Set task: Could you copy the listing below word for word, starting at the line that contains "Place a point on every instance of the crumpled" and stopping after the line that contains "x=120 y=150"?

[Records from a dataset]
------------------------------------------------

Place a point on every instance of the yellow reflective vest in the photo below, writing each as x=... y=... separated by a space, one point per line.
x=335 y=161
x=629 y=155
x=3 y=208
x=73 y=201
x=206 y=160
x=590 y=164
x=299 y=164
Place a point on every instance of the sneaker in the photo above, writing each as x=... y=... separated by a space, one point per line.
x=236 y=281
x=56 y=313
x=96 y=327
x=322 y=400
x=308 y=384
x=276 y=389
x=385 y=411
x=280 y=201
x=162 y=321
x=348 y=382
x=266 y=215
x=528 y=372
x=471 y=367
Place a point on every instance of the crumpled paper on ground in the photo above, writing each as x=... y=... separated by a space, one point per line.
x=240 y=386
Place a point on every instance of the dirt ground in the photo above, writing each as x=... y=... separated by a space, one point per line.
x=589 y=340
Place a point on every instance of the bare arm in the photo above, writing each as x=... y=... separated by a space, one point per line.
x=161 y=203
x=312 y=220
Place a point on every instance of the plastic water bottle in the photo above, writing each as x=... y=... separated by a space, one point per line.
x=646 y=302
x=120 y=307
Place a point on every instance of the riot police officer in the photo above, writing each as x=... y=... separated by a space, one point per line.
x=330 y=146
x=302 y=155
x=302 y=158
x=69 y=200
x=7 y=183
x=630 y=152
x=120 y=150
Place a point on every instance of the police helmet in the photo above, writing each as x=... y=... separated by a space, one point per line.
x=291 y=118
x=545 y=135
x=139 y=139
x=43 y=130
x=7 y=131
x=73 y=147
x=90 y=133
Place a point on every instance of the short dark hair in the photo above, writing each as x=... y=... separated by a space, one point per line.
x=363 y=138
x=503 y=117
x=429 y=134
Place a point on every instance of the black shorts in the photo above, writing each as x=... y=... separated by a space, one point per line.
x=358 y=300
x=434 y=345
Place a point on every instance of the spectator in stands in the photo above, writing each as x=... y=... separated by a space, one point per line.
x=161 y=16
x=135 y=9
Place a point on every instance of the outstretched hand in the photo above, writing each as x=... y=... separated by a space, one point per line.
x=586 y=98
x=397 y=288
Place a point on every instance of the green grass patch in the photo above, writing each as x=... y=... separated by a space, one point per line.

------------------------------------------------

Result for this task:
Place a point on every instance of the crumpled paper on ground in the photo above, writing each as x=... y=... separated by a space, one point per line.
x=240 y=386
Place a point on every instance of the dirt ground in the photo above, writing each as x=... y=... separated by a space, one point per line.
x=589 y=340
Place a point on every instance of the bare arm in the photo above, writing each as x=... y=... separated by a space, one point per line.
x=161 y=203
x=312 y=220
Place a point on every instance of the plastic water bottle in the photo above, writing each as x=... y=... separated by a space, one point per line.
x=646 y=302
x=120 y=307
Place a point on every instance of the riot police officer in the photo above, writing each as x=... y=... separated by a space, one point per line.
x=330 y=146
x=302 y=155
x=302 y=158
x=69 y=200
x=7 y=183
x=630 y=152
x=120 y=150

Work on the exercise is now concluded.